TO DO: Write the next part of the article below on Christine Daigle's views about trust and vulnerability as the province reopens, starting after its last sentence.

SELECTED TEXT START

While much of the province will be moving to stage three re-opening on Friday, July 17, it will still take time for people to become comfortable with their vulnerability and to rebuild trust in each other, says Brock Professor of Philosophy Christine Daigle.
Daigle, who also serves as the Director of the Posthumanism Research Institute, has been researching how the pandemic and quarantine experience has affected how we experience ourselves and others.
While many of us have been able to socialize through online apps, the computer as a tool never entirely replaces being in the presence of others, she says.
“I think there is a need for everyone, especially people who have been really cautious about isolating, to readjust to being in the presence of others,” says Daigle.
“We humans are fundamentally trustful that other people are OK. That’s why we’re always surprised, shocked and hurt when people fail to meet expectations,” she says. “Now people are still well intentioned, but they may still be a threat. You can’t entirely trust that someone is not a threat.”
While there is still a great amount to learn about how the virus operates, taking precautions, such as wearing masks, signals to others that we know we may be a threat but we are trying to minimize that threat and be trustworthy and responsible, says Daigle.

SELECTED TEXT END
INFORMATION SUPPLIED START

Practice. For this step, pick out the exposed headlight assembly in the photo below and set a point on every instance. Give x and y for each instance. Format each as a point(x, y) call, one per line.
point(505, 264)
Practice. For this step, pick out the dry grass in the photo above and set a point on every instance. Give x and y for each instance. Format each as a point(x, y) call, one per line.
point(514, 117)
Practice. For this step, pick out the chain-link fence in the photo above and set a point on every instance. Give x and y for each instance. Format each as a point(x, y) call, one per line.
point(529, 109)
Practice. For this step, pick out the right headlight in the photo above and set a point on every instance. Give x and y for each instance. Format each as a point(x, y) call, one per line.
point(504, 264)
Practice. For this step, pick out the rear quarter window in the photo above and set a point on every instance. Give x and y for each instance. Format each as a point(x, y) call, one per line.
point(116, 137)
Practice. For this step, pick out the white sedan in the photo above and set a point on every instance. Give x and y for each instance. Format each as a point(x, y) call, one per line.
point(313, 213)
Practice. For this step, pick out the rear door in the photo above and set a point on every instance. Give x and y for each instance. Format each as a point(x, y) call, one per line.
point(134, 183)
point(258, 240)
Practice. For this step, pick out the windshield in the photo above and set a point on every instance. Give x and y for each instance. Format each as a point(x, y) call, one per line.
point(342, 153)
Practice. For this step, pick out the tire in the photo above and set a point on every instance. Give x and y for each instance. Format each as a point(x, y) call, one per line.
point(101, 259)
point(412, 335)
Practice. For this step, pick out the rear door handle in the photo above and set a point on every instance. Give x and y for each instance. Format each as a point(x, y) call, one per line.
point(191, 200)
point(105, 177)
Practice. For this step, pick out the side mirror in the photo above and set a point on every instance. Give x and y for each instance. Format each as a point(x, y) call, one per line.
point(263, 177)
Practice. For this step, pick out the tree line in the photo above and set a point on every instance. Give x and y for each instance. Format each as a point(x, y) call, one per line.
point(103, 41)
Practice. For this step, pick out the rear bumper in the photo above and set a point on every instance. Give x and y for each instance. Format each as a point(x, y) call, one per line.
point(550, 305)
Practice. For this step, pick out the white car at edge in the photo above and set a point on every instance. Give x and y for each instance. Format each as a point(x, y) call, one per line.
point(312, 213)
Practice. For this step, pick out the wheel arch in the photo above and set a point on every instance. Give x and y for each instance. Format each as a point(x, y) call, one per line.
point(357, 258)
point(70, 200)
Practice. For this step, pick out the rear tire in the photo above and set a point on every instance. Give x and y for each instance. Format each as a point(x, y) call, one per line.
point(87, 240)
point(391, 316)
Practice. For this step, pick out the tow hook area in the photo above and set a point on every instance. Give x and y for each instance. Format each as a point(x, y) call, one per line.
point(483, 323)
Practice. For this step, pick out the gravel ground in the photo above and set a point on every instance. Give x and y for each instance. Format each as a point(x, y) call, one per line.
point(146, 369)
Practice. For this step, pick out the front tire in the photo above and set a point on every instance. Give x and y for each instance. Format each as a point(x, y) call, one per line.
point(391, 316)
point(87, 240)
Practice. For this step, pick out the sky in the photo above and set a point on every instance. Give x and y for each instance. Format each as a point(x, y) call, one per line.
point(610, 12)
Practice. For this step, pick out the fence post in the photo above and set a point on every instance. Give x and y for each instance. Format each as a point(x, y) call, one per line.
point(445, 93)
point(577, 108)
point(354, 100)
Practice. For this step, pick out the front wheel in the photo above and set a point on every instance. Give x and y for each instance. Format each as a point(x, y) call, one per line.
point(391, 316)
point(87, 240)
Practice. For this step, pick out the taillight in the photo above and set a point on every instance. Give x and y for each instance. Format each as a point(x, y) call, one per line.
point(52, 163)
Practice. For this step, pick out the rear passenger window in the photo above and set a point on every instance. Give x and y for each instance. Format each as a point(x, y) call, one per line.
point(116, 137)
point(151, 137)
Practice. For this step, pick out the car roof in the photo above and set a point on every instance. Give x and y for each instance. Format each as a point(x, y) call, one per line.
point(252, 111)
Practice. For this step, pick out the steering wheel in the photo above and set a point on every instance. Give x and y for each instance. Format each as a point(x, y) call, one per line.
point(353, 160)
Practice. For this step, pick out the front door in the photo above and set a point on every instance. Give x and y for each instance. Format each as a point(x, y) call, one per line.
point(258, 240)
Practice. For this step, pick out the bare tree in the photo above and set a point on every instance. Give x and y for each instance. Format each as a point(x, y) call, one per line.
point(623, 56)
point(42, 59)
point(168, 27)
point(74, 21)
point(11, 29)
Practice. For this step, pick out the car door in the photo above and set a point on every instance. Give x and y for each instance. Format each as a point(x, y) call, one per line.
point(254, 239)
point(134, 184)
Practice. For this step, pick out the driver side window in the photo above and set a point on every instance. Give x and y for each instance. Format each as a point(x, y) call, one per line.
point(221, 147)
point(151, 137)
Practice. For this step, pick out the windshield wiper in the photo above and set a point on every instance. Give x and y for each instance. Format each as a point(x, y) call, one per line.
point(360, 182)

INFORMATION SUPPLIED END

ANSWER BOX:
St. Catharines became the first Niagara municipality to mandate masks be worn inside public places when council passed a bylaw Monday, July 13. The Ontario government is allowing much of the province, with the exception of Niagara and several other regions, to move into phase three re-opening.
“Despite measures by organizations to revive trust, it will take a long while for people to regain their trust in others and it may never come back to what it was,” says Daigle. “This pandemic may serve to make us realize that we were never invulnerable the way we thought we were.”
She suggests that rather than trying to make ourselves invulnerable, we recognize our vulnerability and use it to make better choices as a society.
“Vulnerability is a fundamental characteristic,” says Daigle. “We feel it is a negative and want to be invulnerable. But we can come to understand it and embrace existing as vulnerable beings.”